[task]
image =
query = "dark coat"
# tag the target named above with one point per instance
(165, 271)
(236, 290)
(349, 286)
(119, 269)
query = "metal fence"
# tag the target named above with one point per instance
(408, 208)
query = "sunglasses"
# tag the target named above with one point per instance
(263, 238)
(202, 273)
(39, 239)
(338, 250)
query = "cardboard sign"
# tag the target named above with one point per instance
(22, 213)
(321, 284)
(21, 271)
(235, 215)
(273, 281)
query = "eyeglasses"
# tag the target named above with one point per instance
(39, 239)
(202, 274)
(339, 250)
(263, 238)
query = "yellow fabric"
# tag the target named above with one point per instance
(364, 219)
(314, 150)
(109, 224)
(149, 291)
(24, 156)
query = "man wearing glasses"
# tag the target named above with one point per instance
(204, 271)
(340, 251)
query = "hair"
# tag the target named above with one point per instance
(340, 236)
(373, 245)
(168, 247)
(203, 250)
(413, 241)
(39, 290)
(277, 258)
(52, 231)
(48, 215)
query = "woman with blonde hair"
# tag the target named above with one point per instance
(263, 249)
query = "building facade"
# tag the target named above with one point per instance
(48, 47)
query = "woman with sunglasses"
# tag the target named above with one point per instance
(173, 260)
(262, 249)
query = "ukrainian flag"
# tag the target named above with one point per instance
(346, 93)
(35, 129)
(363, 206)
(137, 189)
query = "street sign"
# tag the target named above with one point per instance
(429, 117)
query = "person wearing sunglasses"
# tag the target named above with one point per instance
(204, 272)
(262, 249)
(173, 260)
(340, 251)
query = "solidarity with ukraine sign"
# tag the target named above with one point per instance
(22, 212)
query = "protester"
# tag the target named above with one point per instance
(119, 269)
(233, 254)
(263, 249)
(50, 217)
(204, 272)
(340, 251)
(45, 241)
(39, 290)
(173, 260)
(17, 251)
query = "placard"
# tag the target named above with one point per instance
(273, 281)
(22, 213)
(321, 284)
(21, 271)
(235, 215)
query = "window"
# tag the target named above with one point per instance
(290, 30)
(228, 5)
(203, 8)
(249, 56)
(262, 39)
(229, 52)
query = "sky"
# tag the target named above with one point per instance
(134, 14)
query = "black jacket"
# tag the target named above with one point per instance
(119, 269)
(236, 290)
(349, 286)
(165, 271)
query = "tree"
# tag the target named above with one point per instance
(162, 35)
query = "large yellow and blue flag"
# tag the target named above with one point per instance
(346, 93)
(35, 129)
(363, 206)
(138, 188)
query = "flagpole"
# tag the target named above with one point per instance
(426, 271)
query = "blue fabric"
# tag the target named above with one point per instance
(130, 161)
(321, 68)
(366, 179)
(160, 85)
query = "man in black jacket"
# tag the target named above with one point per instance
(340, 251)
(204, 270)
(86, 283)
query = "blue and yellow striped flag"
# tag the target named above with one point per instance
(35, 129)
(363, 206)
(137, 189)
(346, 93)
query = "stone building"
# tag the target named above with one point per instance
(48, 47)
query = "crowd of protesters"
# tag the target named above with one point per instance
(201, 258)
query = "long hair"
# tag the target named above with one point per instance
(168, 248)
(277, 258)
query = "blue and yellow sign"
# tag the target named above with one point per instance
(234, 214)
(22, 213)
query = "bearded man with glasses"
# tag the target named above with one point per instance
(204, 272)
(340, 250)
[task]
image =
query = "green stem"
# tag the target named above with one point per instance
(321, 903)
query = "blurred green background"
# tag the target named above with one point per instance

§ What you are asked to do
Extract the data in full. Keep it word for word.

§ The solution
[task]
image =
query = "dark coat"
# tag the target named above with one point per instance
(165, 271)
(236, 290)
(349, 286)
(119, 269)
query = "metal fence"
# tag the target named above with one point per instance
(408, 208)
query = "sunglasses"
# tag the target named above with one point per instance
(263, 238)
(202, 273)
(39, 239)
(338, 250)
query = "cardboard sign"
# tag the target named above with one point per instance
(22, 213)
(321, 284)
(21, 271)
(235, 215)
(273, 281)
query = "eyeglasses"
# tag the target named above with one point per instance
(39, 239)
(202, 274)
(339, 250)
(263, 238)
query = "yellow fabric"
# tag the target named above with one point per instance
(364, 219)
(314, 150)
(109, 224)
(149, 291)
(24, 156)
query = "man wearing glasses"
# tag the target named above with one point per instance
(204, 271)
(340, 251)
query = "hair"
# tag the target named above with one point per instance
(340, 236)
(373, 245)
(168, 247)
(203, 250)
(413, 241)
(39, 290)
(277, 258)
(52, 231)
(48, 215)
query = "woman with blonde hair"
# tag the target named above with one point per instance
(263, 249)
query = "building facade"
# tag the target named above with one point per instance
(48, 47)
query = "woman with sunglasses"
# tag the target named above with one point per instance
(173, 260)
(262, 249)
query = "ukrainian flag"
# tag the target named above with one point per instance
(346, 93)
(35, 129)
(363, 206)
(137, 189)
query = "street sign"
# tag the target named above with one point per instance
(429, 117)
query = "person wearing sunglasses"
# tag the target named above with one point per instance
(204, 272)
(262, 249)
(173, 260)
(340, 251)
query = "solidarity with ukraine sign"
# tag the target named above with one point per instance
(22, 212)
query = "protester"
# tag the target named above with one point per instance
(119, 269)
(233, 254)
(263, 249)
(50, 217)
(204, 272)
(340, 251)
(45, 241)
(39, 290)
(173, 260)
(17, 251)
query = "placard"
# tag the target named above with one point per instance
(273, 281)
(22, 213)
(321, 284)
(21, 271)
(235, 215)
query = "window"
# tag the target named above with one point per instance
(290, 30)
(228, 5)
(203, 8)
(249, 56)
(262, 39)
(229, 52)
query = "sky"
# tag the target named above with one point per instance
(134, 14)
query = "black jacket"
# tag the target named above with one point per instance
(119, 269)
(236, 290)
(349, 286)
(165, 271)
query = "tree"
# tag the target named above with one point per instance
(162, 35)
query = "large yellow and blue flag"
# tag the target named above with one point per instance
(346, 93)
(35, 129)
(363, 206)
(138, 188)
query = "flagpole"
# tag the target named above with one point per instance
(426, 271)
query = "blue fabric"
# tag the target named above with one point per instance
(130, 161)
(321, 68)
(366, 179)
(160, 85)
query = "man in black jacket"
# tag the target named above with one point per instance
(340, 251)
(204, 270)
(86, 283)
query = "blue and yellow striped flag"
# tag the target named above with one point per instance
(35, 129)
(363, 206)
(137, 189)
(346, 93)
query = "stone building"
# tag the target named above with one point per instance
(48, 47)
query = "crowd of protesters"
# tag the target named above with one point per instance
(201, 258)
query = "long hair"
# tag the target named above with one point per instance
(168, 248)
(277, 258)
query = "blue and yellow sign"
# tag the target named above with one point per instance
(234, 214)
(22, 213)
query = "bearded man with glasses"
# tag the target named above with one point per instance
(204, 272)
(340, 250)
[task]
image =
query = "green stem"
# tag the target named above with one point per instance
(321, 903)
query = "blurred green background"
# tag the target named above with one point per instance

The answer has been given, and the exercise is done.